WHAT TO DO
Reproduce the material below as a numbered list, starting at the line that contains "Accessibility service: describe the location of forearm" and ending at the line that contains "499,0 -> 752,197", both lines included. Omit blank lines.

RAW RECORDS

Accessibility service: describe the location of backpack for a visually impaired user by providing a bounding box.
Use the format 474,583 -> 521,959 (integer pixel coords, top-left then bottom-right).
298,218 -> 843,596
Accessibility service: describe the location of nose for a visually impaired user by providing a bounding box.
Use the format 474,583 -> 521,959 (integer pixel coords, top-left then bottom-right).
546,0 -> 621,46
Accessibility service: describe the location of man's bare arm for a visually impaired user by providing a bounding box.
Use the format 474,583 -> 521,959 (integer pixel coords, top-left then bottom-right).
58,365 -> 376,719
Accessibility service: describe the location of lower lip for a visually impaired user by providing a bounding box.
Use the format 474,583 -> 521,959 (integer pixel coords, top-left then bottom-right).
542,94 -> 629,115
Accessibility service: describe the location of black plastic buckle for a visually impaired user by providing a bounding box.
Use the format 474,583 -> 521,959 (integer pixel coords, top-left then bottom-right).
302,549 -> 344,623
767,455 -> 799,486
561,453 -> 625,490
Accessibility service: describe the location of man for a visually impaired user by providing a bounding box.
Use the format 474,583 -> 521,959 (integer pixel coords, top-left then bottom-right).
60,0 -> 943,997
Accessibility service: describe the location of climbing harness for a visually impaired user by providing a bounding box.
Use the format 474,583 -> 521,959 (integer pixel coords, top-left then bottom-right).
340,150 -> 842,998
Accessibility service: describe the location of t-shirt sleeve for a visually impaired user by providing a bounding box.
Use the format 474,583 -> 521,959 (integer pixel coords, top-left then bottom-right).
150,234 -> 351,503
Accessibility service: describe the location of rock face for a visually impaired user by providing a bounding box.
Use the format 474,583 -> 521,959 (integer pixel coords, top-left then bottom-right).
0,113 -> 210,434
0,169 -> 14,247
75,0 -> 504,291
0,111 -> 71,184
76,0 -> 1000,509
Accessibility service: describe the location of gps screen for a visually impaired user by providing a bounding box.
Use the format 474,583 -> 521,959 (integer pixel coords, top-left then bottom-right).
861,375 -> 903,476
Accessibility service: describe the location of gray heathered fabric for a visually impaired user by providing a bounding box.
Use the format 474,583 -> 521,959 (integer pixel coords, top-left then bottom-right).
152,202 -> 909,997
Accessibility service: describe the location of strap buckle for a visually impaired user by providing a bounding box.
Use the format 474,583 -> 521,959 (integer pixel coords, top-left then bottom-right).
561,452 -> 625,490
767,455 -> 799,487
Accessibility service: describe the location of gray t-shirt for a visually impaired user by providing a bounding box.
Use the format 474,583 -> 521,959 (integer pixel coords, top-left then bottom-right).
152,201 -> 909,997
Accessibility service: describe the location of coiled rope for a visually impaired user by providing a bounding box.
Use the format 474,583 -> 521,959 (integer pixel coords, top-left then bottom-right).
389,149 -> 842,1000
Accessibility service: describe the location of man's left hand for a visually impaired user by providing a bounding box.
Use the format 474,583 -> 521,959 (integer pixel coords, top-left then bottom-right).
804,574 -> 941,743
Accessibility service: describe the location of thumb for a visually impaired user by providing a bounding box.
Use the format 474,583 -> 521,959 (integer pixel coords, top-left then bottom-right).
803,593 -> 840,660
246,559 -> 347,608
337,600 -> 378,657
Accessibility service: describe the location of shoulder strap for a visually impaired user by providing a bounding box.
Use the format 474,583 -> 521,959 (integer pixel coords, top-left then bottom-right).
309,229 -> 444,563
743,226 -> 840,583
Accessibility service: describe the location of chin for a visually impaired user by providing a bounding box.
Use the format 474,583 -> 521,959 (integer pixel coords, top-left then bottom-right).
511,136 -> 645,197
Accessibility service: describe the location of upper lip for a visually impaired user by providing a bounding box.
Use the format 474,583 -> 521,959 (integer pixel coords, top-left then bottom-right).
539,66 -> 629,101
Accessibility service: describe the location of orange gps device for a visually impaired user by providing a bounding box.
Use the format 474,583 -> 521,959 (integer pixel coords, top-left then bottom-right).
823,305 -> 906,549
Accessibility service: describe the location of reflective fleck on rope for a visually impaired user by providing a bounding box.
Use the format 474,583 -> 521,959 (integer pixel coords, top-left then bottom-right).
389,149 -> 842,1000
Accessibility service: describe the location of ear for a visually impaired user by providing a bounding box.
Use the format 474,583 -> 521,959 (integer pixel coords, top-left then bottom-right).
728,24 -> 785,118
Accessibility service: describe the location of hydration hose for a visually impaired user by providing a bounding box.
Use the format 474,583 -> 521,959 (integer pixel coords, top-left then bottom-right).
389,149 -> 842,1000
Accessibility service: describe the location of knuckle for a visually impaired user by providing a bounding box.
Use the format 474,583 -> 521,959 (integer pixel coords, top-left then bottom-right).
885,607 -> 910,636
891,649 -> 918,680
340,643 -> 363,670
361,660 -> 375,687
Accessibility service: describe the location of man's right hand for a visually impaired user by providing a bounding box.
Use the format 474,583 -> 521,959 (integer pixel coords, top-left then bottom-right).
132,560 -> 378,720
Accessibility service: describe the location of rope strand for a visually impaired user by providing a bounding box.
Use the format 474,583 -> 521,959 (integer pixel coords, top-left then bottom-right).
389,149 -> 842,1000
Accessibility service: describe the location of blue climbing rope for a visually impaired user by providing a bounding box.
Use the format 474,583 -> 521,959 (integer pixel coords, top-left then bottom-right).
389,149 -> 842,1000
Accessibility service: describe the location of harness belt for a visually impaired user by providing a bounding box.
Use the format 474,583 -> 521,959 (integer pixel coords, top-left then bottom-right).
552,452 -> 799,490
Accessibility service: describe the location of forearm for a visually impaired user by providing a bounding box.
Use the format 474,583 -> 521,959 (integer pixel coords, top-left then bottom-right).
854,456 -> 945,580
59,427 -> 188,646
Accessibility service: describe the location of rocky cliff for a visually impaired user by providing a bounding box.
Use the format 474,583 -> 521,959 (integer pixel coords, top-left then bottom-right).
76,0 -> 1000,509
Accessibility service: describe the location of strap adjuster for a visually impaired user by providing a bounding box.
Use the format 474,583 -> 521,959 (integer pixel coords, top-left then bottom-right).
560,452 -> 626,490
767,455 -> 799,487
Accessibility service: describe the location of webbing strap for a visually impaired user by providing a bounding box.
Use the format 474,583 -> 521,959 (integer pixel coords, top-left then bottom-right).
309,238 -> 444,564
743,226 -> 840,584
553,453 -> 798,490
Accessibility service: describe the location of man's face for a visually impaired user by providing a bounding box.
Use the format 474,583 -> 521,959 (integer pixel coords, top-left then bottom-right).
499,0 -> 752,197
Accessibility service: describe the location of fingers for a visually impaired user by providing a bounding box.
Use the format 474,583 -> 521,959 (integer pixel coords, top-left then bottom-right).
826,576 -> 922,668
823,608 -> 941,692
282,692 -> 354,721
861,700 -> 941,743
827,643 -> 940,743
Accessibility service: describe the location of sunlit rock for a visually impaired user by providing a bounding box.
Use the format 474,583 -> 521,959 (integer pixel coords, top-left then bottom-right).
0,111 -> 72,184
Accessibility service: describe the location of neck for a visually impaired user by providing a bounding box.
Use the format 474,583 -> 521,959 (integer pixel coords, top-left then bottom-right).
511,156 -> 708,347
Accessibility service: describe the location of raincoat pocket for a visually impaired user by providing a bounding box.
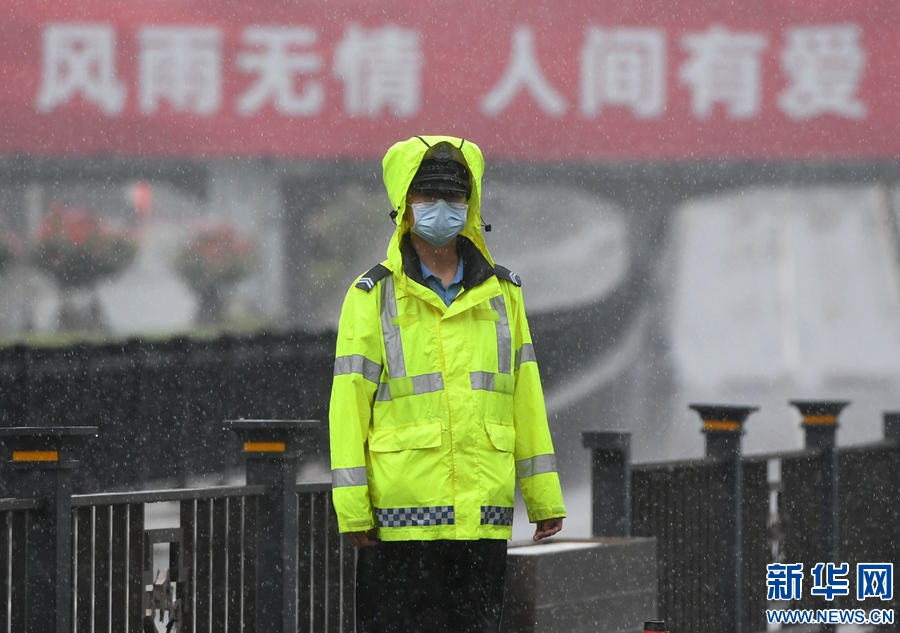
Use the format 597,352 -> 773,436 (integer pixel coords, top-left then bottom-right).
369,422 -> 442,453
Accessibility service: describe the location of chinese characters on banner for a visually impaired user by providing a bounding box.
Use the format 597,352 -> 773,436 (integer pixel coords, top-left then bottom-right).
37,24 -> 865,119
0,0 -> 900,159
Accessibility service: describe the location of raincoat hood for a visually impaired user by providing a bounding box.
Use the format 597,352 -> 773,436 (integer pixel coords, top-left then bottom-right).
382,136 -> 494,272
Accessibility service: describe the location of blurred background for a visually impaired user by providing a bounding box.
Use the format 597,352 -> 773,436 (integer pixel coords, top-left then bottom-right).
0,0 -> 900,520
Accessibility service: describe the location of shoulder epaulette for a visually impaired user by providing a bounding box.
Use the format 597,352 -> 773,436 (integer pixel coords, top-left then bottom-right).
356,264 -> 391,292
494,264 -> 522,288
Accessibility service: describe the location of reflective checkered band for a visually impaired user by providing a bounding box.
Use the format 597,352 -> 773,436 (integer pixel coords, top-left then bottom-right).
375,506 -> 456,527
481,506 -> 513,525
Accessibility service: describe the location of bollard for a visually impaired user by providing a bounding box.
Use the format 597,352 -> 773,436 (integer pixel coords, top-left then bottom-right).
790,400 -> 850,563
581,431 -> 631,536
225,420 -> 320,633
0,426 -> 97,633
689,404 -> 759,633
883,411 -> 900,440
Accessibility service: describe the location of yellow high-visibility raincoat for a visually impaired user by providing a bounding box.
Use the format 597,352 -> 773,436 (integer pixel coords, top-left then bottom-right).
329,136 -> 565,541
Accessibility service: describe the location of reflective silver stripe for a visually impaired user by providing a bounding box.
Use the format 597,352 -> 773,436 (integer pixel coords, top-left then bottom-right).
491,295 -> 512,374
413,372 -> 444,395
375,372 -> 444,402
516,453 -> 556,479
381,275 -> 406,378
481,506 -> 515,525
334,354 -> 381,383
516,343 -> 537,371
469,371 -> 494,391
331,466 -> 369,488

RESPONSE FOR THIS EXERCISE
1. Accessibility service: describe the location of forearm for a visually impaired user by providing a bounding box.
2. Use the format 474,583 -> 521,959 (integer pixel coords, top-left then bottom-right).
3. 854,456 -> 945,580
4. 59,427 -> 188,646
5. Accessibility service: describe the location of rocky cliff for a visually impaired user by providing a bounding box.
6. Use the format 474,583 -> 521,959 (integer pixel coords, top-left then bottom-right).
7. 76,0 -> 1000,509
8. Accessibility service: describe the location of strap adjuster for a visually impaired user by providing a bounding box.
9. Use the format 474,583 -> 521,959 (integer pixel coords, top-left then bottom-right).
10. 560,452 -> 626,490
11. 767,455 -> 799,487
12. Accessibility service: describe the location of webbing strap for a visually impaired user by providing a bounding box.
13. Use the format 474,583 -> 521,959 (integer pixel coords, top-left then bottom-right).
14. 309,238 -> 444,564
15. 743,226 -> 840,584
16. 553,453 -> 798,490
17. Accessibility service: describe the location of man's face for a visually impaired user by providing a bounding box.
18. Use the format 474,583 -> 521,959 (integer pixel coords, top-left then bottom-right).
19. 499,0 -> 752,197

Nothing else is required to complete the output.